# [EXERCISE]
Identify each line in the records that contains the string "woman", and copy every such line. Case counts, so a different capitalization is not a match.

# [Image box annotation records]

################

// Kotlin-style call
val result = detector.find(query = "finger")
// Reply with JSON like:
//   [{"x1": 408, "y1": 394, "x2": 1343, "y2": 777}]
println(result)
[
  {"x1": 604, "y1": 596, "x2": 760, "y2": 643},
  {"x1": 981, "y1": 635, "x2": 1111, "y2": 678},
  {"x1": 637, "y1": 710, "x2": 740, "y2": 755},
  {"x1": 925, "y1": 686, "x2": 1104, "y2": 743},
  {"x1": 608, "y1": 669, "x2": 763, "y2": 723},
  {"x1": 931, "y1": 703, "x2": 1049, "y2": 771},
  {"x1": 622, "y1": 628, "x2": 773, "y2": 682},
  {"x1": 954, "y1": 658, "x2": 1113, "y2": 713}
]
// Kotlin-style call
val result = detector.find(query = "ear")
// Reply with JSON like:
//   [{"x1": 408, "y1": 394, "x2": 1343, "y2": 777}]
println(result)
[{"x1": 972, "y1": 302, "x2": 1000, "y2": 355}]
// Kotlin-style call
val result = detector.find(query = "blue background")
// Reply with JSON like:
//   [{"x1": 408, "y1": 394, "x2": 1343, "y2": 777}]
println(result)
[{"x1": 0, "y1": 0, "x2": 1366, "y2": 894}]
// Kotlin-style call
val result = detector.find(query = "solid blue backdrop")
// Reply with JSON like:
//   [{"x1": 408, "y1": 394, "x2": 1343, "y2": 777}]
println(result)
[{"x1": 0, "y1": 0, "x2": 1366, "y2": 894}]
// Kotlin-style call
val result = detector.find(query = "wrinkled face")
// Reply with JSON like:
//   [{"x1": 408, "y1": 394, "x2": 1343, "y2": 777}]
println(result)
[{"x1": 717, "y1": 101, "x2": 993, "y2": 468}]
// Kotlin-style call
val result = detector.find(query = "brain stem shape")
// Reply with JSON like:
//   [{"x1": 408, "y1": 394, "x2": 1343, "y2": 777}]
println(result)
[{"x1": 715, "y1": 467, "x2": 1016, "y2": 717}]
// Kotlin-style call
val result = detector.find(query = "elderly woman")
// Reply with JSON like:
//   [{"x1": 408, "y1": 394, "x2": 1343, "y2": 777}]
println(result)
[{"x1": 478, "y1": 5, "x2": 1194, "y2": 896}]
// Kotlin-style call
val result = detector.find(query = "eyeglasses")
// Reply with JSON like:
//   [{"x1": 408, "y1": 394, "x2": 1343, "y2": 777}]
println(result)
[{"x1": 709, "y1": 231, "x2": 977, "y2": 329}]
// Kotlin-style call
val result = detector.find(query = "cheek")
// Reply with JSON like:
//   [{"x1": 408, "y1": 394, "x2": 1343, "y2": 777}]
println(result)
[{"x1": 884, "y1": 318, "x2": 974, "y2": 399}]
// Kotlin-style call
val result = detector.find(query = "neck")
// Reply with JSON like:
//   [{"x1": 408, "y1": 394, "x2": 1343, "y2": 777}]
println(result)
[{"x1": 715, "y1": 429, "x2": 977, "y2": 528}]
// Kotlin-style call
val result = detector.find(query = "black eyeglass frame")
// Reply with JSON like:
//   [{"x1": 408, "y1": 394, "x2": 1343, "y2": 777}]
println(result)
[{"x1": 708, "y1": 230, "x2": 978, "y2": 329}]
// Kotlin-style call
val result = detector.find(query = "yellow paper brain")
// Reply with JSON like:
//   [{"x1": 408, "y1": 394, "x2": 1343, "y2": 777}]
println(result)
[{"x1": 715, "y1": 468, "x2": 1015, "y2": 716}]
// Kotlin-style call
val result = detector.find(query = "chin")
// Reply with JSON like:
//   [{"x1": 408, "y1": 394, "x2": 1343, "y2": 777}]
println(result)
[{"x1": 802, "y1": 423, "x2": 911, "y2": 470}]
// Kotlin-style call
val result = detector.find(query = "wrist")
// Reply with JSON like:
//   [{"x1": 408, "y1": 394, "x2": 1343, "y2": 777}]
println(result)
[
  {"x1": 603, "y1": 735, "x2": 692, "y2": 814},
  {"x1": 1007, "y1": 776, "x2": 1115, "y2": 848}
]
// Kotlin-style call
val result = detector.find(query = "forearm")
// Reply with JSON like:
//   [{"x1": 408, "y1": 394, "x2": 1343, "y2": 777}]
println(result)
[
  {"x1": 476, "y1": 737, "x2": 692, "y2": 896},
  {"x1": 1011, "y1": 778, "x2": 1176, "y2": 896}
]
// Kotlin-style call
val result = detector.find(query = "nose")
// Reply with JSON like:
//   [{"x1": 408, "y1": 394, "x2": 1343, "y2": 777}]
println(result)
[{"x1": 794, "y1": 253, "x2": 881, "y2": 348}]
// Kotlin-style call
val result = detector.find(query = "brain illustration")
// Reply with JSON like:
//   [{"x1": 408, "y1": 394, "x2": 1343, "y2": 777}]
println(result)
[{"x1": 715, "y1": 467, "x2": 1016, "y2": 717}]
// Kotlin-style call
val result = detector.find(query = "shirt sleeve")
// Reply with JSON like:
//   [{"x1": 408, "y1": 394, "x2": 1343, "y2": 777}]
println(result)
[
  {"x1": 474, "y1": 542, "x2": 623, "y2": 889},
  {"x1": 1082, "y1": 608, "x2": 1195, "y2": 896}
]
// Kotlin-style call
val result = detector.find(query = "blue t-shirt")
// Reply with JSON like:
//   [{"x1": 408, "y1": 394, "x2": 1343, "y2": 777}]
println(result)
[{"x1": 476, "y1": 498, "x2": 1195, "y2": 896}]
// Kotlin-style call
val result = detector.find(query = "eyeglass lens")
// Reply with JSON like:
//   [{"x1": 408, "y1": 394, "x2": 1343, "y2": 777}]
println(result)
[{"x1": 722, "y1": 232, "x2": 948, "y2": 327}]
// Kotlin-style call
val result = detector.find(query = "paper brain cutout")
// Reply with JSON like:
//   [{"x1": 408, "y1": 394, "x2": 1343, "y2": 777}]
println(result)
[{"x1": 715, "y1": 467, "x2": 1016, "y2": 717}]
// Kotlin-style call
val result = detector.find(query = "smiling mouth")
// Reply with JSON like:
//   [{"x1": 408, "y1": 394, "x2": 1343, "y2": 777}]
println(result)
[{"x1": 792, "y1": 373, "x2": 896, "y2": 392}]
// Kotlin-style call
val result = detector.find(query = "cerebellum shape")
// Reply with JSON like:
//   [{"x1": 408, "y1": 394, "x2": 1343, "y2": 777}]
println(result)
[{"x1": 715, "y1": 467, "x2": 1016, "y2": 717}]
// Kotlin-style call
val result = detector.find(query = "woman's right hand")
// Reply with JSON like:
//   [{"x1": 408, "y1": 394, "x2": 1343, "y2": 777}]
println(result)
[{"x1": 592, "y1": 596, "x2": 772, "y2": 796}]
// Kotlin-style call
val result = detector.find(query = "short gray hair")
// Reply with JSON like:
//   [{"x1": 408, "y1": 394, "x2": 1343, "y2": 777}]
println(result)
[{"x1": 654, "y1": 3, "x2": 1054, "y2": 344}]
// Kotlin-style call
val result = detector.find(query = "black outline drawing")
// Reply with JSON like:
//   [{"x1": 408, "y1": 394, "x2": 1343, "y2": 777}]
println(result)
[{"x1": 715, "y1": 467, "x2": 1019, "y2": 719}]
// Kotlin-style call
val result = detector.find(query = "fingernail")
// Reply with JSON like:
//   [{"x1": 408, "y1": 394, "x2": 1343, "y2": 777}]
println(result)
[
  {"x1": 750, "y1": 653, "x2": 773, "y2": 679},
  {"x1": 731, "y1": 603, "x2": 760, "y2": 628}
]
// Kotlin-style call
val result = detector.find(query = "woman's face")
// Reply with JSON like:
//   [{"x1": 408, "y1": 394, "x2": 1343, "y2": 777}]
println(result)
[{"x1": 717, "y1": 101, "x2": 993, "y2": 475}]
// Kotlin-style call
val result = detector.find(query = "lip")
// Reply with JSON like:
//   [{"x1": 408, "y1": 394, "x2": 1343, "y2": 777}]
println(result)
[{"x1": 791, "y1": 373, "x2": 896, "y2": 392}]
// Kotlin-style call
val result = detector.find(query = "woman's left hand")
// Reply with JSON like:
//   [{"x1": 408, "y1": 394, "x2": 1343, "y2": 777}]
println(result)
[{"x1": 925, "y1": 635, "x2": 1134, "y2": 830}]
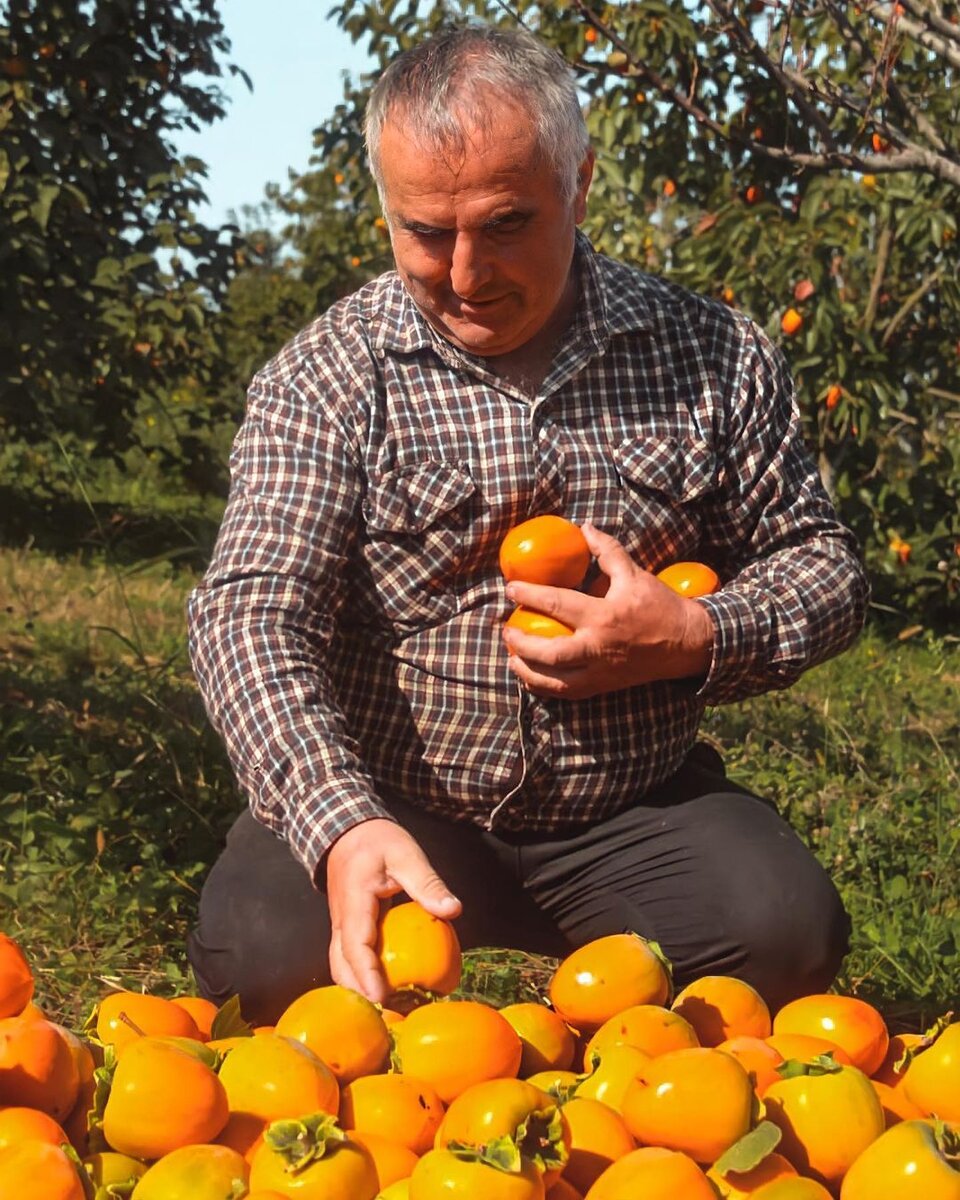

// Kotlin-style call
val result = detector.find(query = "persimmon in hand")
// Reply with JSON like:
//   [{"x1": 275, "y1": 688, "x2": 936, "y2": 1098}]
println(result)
[
  {"x1": 656, "y1": 563, "x2": 720, "y2": 600},
  {"x1": 499, "y1": 515, "x2": 590, "y2": 588}
]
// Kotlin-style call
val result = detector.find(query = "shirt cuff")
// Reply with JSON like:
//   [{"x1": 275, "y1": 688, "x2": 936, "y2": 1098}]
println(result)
[{"x1": 697, "y1": 590, "x2": 767, "y2": 706}]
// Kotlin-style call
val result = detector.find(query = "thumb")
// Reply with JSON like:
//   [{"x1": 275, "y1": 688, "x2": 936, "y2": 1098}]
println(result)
[
  {"x1": 390, "y1": 847, "x2": 463, "y2": 920},
  {"x1": 581, "y1": 521, "x2": 637, "y2": 583}
]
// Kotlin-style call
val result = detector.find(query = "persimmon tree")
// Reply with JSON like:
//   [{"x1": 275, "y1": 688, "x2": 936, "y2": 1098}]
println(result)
[
  {"x1": 253, "y1": 0, "x2": 960, "y2": 624},
  {"x1": 0, "y1": 0, "x2": 236, "y2": 454}
]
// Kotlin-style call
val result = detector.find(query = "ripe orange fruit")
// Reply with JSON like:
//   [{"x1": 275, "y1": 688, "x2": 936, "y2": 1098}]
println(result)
[
  {"x1": 377, "y1": 900, "x2": 461, "y2": 996},
  {"x1": 340, "y1": 1074, "x2": 444, "y2": 1154},
  {"x1": 548, "y1": 934, "x2": 670, "y2": 1033},
  {"x1": 623, "y1": 1046, "x2": 754, "y2": 1163},
  {"x1": 870, "y1": 1033, "x2": 924, "y2": 1087},
  {"x1": 902, "y1": 1021, "x2": 960, "y2": 1123},
  {"x1": 0, "y1": 934, "x2": 34, "y2": 1018},
  {"x1": 584, "y1": 1146, "x2": 716, "y2": 1200},
  {"x1": 499, "y1": 516, "x2": 590, "y2": 588},
  {"x1": 773, "y1": 992, "x2": 890, "y2": 1075},
  {"x1": 563, "y1": 1096, "x2": 636, "y2": 1192},
  {"x1": 707, "y1": 1151, "x2": 797, "y2": 1200},
  {"x1": 0, "y1": 1139, "x2": 86, "y2": 1200},
  {"x1": 434, "y1": 1079, "x2": 570, "y2": 1186},
  {"x1": 170, "y1": 996, "x2": 217, "y2": 1042},
  {"x1": 394, "y1": 1000, "x2": 522, "y2": 1104},
  {"x1": 250, "y1": 1115, "x2": 379, "y2": 1200},
  {"x1": 83, "y1": 1150, "x2": 146, "y2": 1200},
  {"x1": 125, "y1": 1145, "x2": 250, "y2": 1200},
  {"x1": 656, "y1": 563, "x2": 720, "y2": 600},
  {"x1": 870, "y1": 1079, "x2": 926, "y2": 1129},
  {"x1": 350, "y1": 1129, "x2": 420, "y2": 1195},
  {"x1": 671, "y1": 976, "x2": 773, "y2": 1046},
  {"x1": 574, "y1": 1042, "x2": 653, "y2": 1112},
  {"x1": 95, "y1": 991, "x2": 200, "y2": 1054},
  {"x1": 409, "y1": 1150, "x2": 544, "y2": 1200},
  {"x1": 217, "y1": 1033, "x2": 340, "y2": 1154},
  {"x1": 716, "y1": 1033, "x2": 784, "y2": 1096},
  {"x1": 103, "y1": 1037, "x2": 229, "y2": 1158},
  {"x1": 504, "y1": 605, "x2": 574, "y2": 637},
  {"x1": 276, "y1": 984, "x2": 390, "y2": 1084},
  {"x1": 500, "y1": 1001, "x2": 577, "y2": 1079},
  {"x1": 840, "y1": 1121, "x2": 960, "y2": 1200},
  {"x1": 583, "y1": 1004, "x2": 700, "y2": 1069},
  {"x1": 763, "y1": 1066, "x2": 886, "y2": 1194},
  {"x1": 763, "y1": 1033, "x2": 853, "y2": 1067},
  {"x1": 0, "y1": 1105, "x2": 68, "y2": 1150},
  {"x1": 0, "y1": 1016, "x2": 80, "y2": 1122},
  {"x1": 780, "y1": 308, "x2": 803, "y2": 337}
]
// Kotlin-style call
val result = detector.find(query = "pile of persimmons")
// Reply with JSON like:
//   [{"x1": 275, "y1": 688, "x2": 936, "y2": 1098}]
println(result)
[{"x1": 0, "y1": 901, "x2": 960, "y2": 1200}]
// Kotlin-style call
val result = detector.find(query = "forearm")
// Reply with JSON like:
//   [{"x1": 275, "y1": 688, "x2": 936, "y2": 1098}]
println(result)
[
  {"x1": 697, "y1": 526, "x2": 869, "y2": 704},
  {"x1": 187, "y1": 566, "x2": 388, "y2": 875}
]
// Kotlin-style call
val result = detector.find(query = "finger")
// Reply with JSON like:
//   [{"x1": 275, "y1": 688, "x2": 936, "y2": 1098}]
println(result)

################

# [REPLY TO THE TASK]
val result = detector.find(query = "elderly woman")
val result = detector.find(query = "woman's right hand")
val result = detector.find(query = "woman's face")
val result = detector.find(query = "woman's left hand")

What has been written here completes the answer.